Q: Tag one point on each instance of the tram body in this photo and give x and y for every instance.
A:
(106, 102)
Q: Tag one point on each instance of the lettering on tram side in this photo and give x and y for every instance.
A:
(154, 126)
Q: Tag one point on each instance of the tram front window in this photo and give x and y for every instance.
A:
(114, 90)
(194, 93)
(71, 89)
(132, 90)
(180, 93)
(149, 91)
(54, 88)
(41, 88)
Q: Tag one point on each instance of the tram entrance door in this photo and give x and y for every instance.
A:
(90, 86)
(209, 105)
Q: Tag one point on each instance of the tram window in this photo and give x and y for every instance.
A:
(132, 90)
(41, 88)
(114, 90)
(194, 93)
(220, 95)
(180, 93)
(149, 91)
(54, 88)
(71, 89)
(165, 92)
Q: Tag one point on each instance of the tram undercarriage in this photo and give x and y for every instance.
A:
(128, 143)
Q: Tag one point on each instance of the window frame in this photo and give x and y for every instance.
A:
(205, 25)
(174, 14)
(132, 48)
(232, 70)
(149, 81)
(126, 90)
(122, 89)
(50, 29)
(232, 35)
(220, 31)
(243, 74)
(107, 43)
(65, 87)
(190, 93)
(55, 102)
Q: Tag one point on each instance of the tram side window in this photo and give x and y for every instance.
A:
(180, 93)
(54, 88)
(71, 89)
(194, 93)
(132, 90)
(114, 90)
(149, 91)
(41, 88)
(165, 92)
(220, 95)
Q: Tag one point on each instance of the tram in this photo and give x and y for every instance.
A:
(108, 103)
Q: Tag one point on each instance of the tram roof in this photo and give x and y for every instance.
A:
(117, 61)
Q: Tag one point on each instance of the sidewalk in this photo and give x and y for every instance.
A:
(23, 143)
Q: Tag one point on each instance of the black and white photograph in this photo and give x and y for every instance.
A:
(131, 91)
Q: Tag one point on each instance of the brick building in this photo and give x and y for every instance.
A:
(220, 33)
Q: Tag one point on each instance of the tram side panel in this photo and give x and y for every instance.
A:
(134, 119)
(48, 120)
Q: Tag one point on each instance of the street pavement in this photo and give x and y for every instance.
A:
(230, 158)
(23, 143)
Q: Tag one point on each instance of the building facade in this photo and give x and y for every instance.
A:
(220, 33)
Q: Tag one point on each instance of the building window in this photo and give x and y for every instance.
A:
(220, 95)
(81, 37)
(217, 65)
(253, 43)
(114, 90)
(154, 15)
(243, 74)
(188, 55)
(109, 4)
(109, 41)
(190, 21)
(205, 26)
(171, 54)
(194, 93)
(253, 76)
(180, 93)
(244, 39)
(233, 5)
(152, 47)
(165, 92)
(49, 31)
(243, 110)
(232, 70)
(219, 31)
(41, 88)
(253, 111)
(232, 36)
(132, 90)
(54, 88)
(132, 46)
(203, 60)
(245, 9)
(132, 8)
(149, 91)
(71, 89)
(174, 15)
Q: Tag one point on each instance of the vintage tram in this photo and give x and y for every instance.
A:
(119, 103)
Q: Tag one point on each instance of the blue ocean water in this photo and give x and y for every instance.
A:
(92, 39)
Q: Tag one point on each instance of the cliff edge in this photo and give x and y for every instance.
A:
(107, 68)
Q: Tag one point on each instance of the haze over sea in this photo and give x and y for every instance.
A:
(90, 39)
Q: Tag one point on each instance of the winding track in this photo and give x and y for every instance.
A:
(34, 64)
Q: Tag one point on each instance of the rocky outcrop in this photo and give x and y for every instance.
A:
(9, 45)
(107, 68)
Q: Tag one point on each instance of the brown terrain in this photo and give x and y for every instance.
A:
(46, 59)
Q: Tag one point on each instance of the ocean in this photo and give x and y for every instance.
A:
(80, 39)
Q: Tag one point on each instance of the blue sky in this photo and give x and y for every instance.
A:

□ □ □ □ □

#### YOUR INSTRUCTIONS
Show every line above in which the word "window" appears.

#### EXERCISE SOLUTION
Q: Tag one point on each instance of the tram front window in this photo and give x and y for every instance.
Q: Tag one point on each instance of the tram window in this photo and give x and y for every instance.
Q: Tag one point on each instance of the window frame in this photo and give x and y for every instance.
Q: Tag one point on each instance of the tram side window in this photo and give x and y for every instance.
Q: Tag one point on each instance of the building window in this photo and give x and y for every instance.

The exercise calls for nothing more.